**Instruction**
Return, word for word, only the lines from the one containing "Where can you spot the refrigerator door" through the last line of the entries.

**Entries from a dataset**
+++
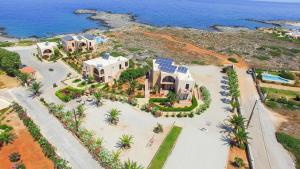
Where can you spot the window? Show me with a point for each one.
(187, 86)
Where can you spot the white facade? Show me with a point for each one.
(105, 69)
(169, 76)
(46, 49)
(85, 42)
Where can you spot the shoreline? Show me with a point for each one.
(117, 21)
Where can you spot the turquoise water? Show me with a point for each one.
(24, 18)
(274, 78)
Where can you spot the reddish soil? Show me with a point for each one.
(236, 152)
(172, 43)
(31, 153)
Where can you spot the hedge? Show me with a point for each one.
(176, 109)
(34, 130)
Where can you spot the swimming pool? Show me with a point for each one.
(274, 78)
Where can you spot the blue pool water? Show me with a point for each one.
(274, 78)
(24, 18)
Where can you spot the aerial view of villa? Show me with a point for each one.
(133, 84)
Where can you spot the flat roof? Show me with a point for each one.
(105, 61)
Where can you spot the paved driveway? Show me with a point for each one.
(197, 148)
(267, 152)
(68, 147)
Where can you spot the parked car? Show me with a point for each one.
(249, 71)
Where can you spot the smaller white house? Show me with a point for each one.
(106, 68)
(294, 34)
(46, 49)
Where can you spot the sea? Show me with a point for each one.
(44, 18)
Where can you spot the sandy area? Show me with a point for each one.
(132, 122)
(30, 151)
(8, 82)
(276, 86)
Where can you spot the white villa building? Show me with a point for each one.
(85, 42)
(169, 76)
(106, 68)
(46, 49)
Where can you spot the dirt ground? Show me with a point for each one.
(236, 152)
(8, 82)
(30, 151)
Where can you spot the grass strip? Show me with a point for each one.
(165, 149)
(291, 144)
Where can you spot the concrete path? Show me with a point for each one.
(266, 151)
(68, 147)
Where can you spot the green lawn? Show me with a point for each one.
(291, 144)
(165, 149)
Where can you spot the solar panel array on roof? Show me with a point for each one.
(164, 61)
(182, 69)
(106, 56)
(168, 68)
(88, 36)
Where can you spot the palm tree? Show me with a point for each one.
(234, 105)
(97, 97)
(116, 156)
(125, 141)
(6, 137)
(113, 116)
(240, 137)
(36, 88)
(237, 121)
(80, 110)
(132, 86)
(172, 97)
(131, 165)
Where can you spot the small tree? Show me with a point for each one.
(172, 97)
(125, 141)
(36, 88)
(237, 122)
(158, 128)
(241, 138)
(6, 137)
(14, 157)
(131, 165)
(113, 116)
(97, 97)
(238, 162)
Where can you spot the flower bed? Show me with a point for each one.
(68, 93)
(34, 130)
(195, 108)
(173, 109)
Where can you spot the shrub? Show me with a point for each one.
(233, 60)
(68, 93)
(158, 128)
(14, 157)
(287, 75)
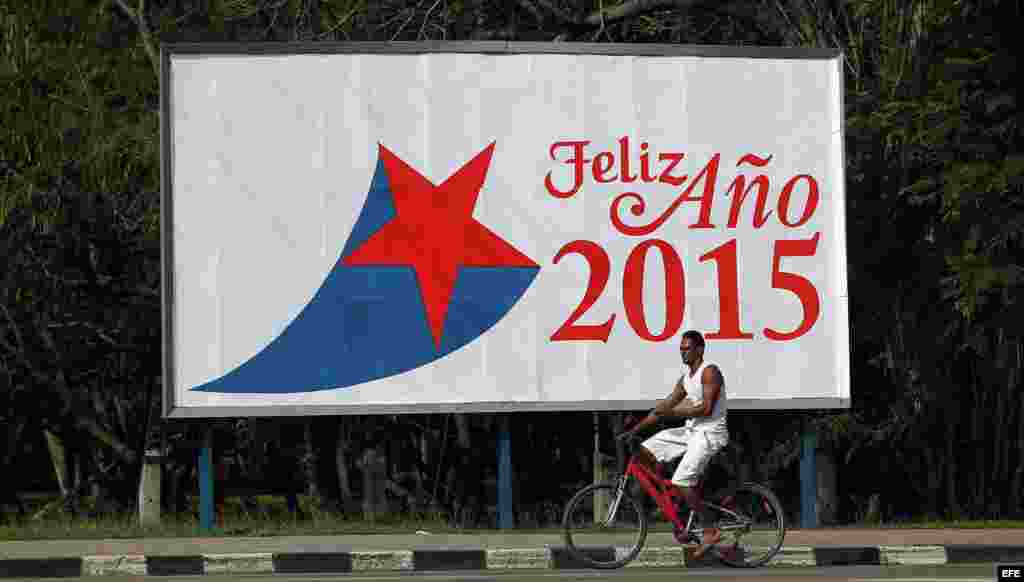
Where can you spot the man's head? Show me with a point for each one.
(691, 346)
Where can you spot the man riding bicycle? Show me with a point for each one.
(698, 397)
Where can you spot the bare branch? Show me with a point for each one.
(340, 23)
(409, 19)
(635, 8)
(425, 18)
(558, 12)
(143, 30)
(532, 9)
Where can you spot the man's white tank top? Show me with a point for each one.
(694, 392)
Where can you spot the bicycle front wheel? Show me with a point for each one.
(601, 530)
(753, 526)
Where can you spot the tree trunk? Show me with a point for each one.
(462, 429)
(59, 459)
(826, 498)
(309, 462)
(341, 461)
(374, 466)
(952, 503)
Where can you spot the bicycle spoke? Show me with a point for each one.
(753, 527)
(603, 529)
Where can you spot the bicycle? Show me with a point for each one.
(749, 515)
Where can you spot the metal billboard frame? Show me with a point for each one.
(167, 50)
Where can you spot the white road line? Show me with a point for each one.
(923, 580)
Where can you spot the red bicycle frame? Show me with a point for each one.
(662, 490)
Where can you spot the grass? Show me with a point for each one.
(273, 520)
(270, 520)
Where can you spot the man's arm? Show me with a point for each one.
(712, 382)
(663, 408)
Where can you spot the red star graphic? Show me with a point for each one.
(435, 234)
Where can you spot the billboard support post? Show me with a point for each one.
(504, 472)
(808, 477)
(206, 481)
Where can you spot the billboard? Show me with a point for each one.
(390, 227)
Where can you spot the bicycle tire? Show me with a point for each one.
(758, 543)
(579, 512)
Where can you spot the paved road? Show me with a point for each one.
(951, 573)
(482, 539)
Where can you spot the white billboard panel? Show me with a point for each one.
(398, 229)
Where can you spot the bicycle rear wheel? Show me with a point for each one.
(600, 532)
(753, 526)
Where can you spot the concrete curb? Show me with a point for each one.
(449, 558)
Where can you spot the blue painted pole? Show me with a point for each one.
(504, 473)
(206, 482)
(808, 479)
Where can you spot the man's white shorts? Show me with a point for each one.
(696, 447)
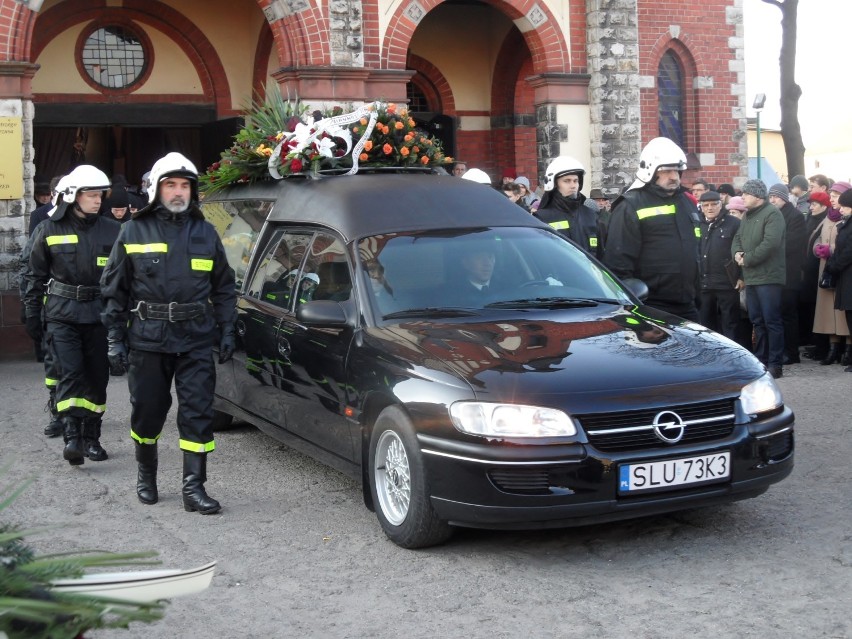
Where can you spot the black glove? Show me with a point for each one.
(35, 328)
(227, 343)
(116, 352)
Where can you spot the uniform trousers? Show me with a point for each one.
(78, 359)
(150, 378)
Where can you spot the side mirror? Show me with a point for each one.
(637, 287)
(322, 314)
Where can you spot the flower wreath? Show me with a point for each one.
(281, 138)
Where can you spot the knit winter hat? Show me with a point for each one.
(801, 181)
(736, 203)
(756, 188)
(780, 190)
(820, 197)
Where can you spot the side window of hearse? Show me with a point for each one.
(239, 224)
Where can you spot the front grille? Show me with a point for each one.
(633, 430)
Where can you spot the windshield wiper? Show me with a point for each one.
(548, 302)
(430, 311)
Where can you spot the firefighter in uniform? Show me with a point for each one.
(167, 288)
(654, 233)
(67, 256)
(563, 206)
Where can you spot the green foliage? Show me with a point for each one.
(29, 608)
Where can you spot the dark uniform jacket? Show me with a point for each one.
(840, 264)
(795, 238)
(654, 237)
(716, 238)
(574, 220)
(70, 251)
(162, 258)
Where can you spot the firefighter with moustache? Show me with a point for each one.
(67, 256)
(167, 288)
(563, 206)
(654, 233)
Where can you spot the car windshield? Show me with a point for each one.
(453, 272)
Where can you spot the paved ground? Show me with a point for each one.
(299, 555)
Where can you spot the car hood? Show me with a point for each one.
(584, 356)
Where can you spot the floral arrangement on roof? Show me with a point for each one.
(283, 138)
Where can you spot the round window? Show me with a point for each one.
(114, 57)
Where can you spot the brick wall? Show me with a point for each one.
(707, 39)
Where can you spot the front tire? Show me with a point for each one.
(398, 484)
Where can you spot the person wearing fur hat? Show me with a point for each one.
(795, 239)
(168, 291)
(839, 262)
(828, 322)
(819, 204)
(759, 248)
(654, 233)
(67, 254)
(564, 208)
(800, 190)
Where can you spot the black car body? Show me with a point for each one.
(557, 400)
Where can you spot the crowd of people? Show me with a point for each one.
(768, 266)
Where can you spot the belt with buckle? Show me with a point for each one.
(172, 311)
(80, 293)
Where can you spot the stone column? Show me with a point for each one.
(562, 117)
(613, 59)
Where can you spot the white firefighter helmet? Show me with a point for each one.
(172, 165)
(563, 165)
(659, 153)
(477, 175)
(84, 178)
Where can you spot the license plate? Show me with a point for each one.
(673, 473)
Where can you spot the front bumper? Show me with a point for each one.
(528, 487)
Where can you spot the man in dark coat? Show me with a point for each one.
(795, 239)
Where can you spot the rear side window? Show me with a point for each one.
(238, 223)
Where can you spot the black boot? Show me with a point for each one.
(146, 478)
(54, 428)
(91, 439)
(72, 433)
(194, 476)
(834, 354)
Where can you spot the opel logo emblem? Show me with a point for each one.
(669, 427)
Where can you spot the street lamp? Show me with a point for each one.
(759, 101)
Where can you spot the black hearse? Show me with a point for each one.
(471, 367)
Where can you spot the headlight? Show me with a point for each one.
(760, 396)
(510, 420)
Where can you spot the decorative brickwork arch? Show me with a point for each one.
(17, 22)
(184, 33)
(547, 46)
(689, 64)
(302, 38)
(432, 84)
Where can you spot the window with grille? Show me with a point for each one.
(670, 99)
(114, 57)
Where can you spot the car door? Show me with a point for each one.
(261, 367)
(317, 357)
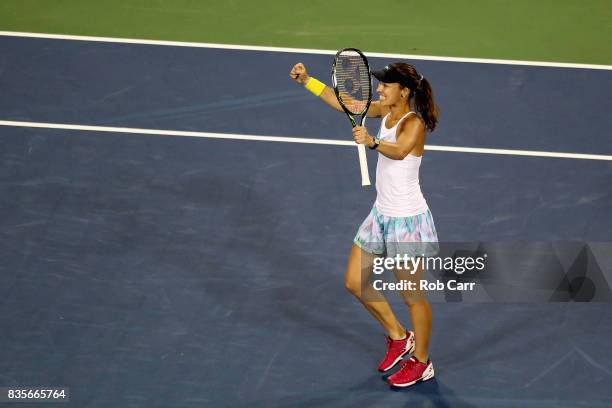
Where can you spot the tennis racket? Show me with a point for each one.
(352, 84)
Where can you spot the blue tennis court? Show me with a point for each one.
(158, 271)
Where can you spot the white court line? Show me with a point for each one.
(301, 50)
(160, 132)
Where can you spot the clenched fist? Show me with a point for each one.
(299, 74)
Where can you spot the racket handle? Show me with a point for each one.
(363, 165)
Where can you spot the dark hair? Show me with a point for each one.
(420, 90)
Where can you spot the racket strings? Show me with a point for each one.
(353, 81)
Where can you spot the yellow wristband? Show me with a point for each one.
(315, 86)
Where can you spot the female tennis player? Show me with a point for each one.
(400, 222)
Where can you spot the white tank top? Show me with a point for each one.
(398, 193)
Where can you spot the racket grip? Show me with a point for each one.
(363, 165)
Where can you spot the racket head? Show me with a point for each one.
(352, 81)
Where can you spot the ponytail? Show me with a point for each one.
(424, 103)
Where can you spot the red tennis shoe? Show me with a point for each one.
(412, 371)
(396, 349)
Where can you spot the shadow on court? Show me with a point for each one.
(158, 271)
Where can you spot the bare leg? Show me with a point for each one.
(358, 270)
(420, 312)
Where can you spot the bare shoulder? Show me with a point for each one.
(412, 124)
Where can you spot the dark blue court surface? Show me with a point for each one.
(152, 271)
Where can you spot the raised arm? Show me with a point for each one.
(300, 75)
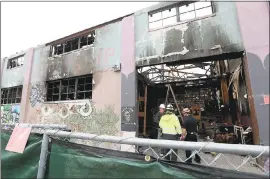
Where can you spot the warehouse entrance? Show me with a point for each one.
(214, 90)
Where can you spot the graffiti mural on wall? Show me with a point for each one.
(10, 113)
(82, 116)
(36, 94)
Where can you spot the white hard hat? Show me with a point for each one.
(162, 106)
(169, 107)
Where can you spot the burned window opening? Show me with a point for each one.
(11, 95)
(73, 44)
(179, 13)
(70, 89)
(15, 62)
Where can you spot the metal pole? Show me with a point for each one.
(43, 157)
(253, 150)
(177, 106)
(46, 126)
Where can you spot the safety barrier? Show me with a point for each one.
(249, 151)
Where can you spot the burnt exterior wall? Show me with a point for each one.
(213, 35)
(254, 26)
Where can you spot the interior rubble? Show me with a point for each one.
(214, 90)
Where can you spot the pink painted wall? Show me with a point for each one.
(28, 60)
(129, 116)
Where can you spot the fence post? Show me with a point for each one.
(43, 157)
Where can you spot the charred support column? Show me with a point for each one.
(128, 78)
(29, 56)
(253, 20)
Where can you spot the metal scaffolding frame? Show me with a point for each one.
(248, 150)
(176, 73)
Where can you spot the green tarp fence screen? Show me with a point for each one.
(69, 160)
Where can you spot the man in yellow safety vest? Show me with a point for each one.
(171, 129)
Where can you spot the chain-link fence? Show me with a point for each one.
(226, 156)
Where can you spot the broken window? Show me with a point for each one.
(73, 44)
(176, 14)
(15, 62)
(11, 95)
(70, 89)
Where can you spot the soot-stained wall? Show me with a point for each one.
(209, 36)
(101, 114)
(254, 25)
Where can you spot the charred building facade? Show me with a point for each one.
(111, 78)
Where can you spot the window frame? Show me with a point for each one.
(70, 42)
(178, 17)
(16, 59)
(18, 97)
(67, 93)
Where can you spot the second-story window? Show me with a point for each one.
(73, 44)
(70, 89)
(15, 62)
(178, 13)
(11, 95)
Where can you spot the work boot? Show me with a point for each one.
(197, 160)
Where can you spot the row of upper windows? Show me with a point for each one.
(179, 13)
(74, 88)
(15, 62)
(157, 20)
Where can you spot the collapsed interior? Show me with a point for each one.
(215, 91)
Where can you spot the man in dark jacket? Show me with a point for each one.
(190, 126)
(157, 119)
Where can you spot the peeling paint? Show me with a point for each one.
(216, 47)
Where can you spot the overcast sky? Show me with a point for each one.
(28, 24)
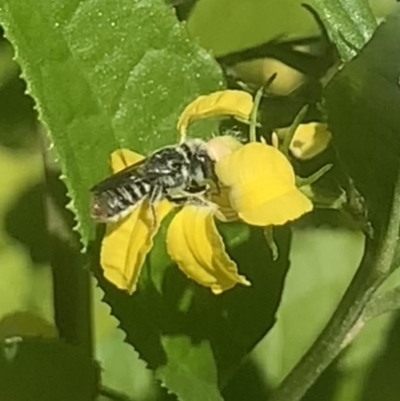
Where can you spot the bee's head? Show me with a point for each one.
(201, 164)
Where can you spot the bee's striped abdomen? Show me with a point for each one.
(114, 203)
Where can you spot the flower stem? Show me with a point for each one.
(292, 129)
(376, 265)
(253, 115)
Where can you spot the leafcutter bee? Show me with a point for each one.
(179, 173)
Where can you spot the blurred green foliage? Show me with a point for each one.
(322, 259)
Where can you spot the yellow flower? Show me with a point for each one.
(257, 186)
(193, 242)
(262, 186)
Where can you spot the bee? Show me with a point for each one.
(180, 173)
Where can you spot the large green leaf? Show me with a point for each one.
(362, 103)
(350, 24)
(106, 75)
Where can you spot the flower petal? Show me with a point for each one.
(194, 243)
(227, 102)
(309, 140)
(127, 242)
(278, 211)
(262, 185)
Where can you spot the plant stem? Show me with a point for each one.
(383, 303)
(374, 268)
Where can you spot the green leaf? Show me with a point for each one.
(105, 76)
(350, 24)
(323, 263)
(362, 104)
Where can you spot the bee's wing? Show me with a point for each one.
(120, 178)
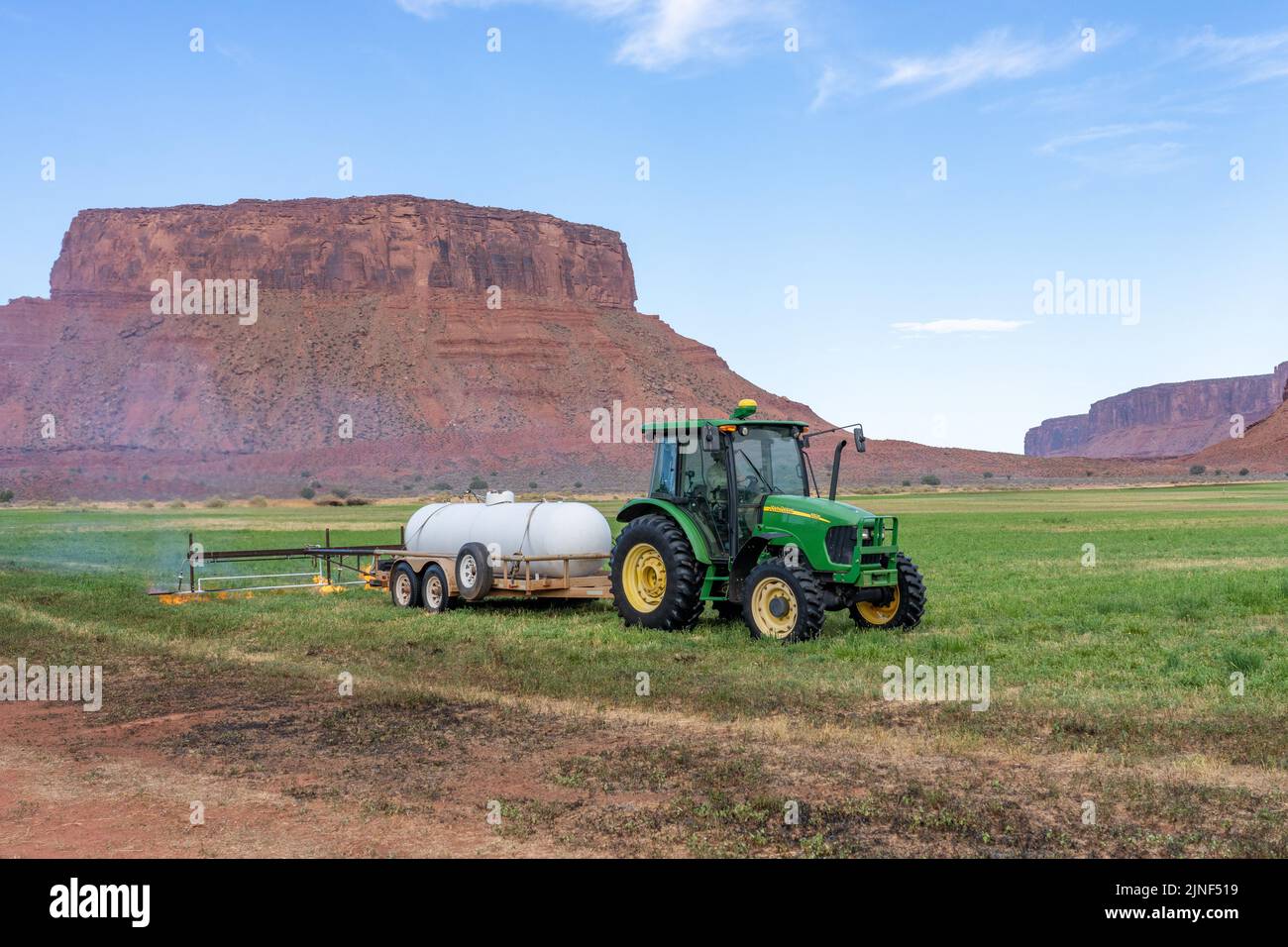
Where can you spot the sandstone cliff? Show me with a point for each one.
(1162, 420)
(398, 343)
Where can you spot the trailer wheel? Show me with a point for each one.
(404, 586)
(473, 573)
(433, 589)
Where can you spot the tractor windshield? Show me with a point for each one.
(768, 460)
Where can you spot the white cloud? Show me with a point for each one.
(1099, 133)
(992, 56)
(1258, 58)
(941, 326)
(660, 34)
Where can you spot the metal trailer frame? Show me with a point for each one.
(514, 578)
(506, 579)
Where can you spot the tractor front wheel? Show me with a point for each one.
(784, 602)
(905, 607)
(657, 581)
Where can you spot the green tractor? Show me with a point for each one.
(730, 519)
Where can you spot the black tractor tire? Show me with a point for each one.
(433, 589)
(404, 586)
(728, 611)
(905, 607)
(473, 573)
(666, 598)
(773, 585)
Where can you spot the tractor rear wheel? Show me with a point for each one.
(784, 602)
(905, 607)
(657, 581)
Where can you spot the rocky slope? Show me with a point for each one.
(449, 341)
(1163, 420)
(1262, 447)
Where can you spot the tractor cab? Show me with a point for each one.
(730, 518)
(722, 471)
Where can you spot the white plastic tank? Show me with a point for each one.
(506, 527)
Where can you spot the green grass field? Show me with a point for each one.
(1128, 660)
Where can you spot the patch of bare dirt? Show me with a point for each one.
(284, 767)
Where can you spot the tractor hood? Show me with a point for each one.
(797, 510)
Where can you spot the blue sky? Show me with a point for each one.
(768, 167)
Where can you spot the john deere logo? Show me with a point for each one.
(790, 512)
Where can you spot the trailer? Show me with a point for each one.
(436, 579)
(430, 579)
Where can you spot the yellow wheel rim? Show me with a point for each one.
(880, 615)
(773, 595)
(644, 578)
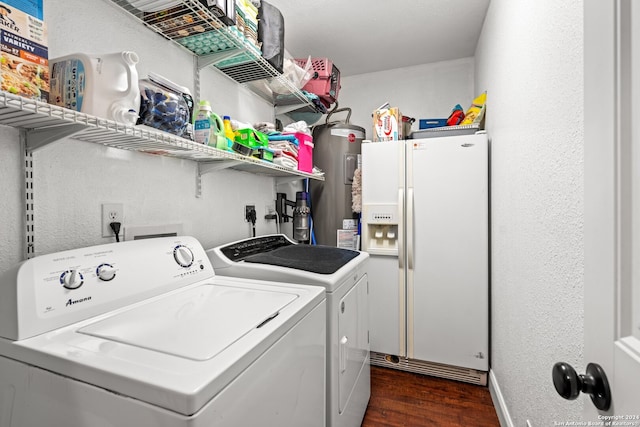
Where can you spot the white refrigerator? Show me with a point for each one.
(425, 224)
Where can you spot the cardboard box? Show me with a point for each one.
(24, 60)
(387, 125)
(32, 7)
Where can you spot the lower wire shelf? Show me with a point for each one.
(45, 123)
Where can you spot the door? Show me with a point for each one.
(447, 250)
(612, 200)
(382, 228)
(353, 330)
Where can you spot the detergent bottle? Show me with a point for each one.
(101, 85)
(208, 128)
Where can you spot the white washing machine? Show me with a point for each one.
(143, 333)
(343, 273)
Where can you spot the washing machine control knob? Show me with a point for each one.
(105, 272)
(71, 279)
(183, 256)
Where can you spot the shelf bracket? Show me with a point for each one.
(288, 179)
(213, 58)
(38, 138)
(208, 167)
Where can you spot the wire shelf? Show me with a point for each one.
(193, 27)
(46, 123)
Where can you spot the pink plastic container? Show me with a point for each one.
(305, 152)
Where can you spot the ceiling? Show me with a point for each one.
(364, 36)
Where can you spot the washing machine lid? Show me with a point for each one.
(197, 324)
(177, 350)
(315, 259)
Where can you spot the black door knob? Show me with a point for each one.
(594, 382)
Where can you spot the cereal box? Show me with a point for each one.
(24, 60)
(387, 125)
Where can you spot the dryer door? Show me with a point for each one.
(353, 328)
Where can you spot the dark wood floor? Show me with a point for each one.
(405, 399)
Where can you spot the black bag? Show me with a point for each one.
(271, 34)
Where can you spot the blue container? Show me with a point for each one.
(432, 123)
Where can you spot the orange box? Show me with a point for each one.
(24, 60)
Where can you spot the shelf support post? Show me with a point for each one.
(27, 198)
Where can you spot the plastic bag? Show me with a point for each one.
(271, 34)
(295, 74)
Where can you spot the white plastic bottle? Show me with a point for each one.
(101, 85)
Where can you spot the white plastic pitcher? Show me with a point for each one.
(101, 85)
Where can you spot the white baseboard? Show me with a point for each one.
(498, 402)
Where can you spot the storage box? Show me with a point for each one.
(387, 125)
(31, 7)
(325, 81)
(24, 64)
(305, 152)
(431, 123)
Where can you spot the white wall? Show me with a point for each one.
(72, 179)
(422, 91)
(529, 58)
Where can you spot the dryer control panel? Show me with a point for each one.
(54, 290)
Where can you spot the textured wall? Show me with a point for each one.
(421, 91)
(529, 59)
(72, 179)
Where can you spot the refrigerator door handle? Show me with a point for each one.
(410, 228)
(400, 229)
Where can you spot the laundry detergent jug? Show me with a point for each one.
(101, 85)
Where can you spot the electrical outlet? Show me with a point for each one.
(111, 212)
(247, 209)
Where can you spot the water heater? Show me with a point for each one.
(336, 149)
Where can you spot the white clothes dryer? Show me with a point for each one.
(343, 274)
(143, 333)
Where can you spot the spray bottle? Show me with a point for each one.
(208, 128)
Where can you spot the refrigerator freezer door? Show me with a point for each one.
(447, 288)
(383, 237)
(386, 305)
+++
**The output**
Where can you spot the refrigerator door handle? Show me with a point for each one.
(410, 228)
(400, 229)
Where can you spot the laundry detergent jug? Show me with a point for each one.
(101, 85)
Where can you spot the electrical outlet? Show me with a point for each one.
(111, 212)
(247, 209)
Where can you spot the water heater? Show me with a point for each one.
(336, 149)
Where can you spot the white clothes dryer? Show me with a point for each one.
(343, 274)
(143, 333)
Where can you spot the spray bottle? Show me with a point for each one.
(208, 128)
Where can you spot the refrigerator freezer door? Show me with a point for each one.
(447, 288)
(383, 237)
(386, 305)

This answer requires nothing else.